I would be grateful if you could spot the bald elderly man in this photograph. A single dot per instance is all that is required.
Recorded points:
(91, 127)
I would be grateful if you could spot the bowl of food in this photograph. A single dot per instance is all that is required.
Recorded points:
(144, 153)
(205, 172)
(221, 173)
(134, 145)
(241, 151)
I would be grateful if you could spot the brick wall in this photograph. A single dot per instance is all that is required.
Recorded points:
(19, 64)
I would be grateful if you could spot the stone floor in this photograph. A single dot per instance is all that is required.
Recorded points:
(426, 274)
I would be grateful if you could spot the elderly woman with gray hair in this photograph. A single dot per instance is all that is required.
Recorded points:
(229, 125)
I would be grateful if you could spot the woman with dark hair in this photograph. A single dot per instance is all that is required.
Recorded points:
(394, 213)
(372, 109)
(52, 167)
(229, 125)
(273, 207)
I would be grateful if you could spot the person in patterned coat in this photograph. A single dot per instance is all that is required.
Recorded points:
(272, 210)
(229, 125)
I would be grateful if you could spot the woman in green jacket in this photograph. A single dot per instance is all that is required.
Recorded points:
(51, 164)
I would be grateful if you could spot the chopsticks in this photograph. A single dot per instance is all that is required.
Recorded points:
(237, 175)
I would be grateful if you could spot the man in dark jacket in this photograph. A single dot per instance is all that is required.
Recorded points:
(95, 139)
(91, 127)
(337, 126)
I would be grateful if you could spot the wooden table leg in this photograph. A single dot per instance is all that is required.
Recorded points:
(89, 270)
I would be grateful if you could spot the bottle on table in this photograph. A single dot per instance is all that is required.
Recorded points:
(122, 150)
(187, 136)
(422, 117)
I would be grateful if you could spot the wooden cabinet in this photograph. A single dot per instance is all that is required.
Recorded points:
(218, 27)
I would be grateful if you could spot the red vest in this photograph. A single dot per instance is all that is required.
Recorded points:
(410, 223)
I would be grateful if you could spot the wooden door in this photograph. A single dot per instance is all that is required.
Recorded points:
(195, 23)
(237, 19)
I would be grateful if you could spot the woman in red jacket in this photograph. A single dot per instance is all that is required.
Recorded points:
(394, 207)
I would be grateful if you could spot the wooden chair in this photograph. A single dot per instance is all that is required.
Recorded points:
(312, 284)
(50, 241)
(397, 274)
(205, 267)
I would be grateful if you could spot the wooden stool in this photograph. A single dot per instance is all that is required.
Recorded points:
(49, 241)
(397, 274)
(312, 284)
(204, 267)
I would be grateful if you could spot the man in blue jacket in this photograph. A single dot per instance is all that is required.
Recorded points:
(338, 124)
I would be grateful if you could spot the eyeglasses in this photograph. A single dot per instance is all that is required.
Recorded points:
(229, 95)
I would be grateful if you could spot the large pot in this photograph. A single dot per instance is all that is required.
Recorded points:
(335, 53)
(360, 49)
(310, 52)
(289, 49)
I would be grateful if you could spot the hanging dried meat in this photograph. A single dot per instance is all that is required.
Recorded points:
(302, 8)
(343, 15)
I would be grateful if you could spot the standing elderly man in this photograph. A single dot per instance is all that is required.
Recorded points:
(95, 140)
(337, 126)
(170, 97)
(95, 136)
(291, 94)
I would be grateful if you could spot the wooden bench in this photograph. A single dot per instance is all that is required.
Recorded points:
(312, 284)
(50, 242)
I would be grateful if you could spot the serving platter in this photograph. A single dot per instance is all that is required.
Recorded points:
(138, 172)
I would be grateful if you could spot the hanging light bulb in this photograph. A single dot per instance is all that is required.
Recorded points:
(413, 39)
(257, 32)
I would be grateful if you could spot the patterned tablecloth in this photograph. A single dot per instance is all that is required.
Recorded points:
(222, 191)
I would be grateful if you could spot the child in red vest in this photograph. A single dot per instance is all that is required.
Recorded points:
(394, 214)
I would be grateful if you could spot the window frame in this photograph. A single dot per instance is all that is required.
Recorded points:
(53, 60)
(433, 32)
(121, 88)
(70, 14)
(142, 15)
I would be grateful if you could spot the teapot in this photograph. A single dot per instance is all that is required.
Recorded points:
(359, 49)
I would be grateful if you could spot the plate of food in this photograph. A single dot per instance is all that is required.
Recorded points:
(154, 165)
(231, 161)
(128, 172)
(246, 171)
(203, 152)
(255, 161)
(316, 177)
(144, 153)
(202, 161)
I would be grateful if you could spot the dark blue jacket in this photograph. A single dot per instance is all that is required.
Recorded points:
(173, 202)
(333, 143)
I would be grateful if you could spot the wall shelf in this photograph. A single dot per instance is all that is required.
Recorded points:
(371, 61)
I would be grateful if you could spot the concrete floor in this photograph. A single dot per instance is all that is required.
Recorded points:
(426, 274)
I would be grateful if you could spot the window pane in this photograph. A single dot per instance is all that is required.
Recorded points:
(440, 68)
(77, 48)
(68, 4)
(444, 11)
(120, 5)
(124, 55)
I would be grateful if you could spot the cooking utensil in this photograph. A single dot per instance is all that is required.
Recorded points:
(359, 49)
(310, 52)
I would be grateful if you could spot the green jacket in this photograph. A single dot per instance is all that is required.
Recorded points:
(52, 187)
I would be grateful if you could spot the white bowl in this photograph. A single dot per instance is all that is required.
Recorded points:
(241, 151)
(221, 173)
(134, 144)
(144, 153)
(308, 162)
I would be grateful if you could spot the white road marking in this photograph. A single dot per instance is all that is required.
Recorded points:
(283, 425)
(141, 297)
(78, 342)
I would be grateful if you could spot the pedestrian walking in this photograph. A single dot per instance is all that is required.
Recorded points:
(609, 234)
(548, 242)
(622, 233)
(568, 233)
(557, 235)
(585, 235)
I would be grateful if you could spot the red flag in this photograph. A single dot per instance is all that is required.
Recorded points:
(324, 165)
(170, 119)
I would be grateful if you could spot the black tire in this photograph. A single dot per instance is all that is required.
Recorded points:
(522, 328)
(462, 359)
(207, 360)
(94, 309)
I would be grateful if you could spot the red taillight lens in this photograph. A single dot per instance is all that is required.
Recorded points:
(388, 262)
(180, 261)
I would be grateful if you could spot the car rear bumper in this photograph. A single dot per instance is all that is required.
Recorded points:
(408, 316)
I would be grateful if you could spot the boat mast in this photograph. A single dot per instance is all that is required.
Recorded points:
★ ★ ★ ★ ★ ★ ★
### Your instructions
Using the entries above, output exactly the lines between the line holding "man in dark" and the line holding "I would be grateful if you could spot the wooden stool", end lines included, and nothing more.

### Answer for the task
I would be grateful if you could spot the man in dark jacket in this photograph. A single dot per instance is all that is required.
Recorded points:
(95, 139)
(91, 127)
(337, 126)
I would be grateful if you could spot the wooden table leg in this photograph. A single dot per instance is all that is required.
Recorded points:
(89, 270)
I would be grateful if you could spot the bottle on table in this photograph. A single dot per instance is all that is required.
Recorded points:
(122, 150)
(187, 136)
(422, 117)
I would be grateful if you could spot the wooden cabinet in this photograph. A single dot per instance is all that is required.
Recorded points:
(218, 27)
I would be grateful if you could spot the red vest in this photograph. A single dot per instance is all that is required.
Recorded points:
(410, 223)
I would be grateful if you could spot the wooden door in this photograph. A single dot per instance is all that is required.
Recorded points:
(195, 23)
(237, 19)
I would be grateful if you could spot the woman in red jacket in this photograph. A single dot per instance is all that is required.
Recorded points:
(394, 207)
I would be grateful if you could spot the wooden chair in this photograph. A single dot per instance is all that is required.
Recorded points:
(312, 284)
(50, 241)
(397, 274)
(205, 267)
I would be grateful if you could spot the wooden stool in this photograph. A single dot per instance is all that is required.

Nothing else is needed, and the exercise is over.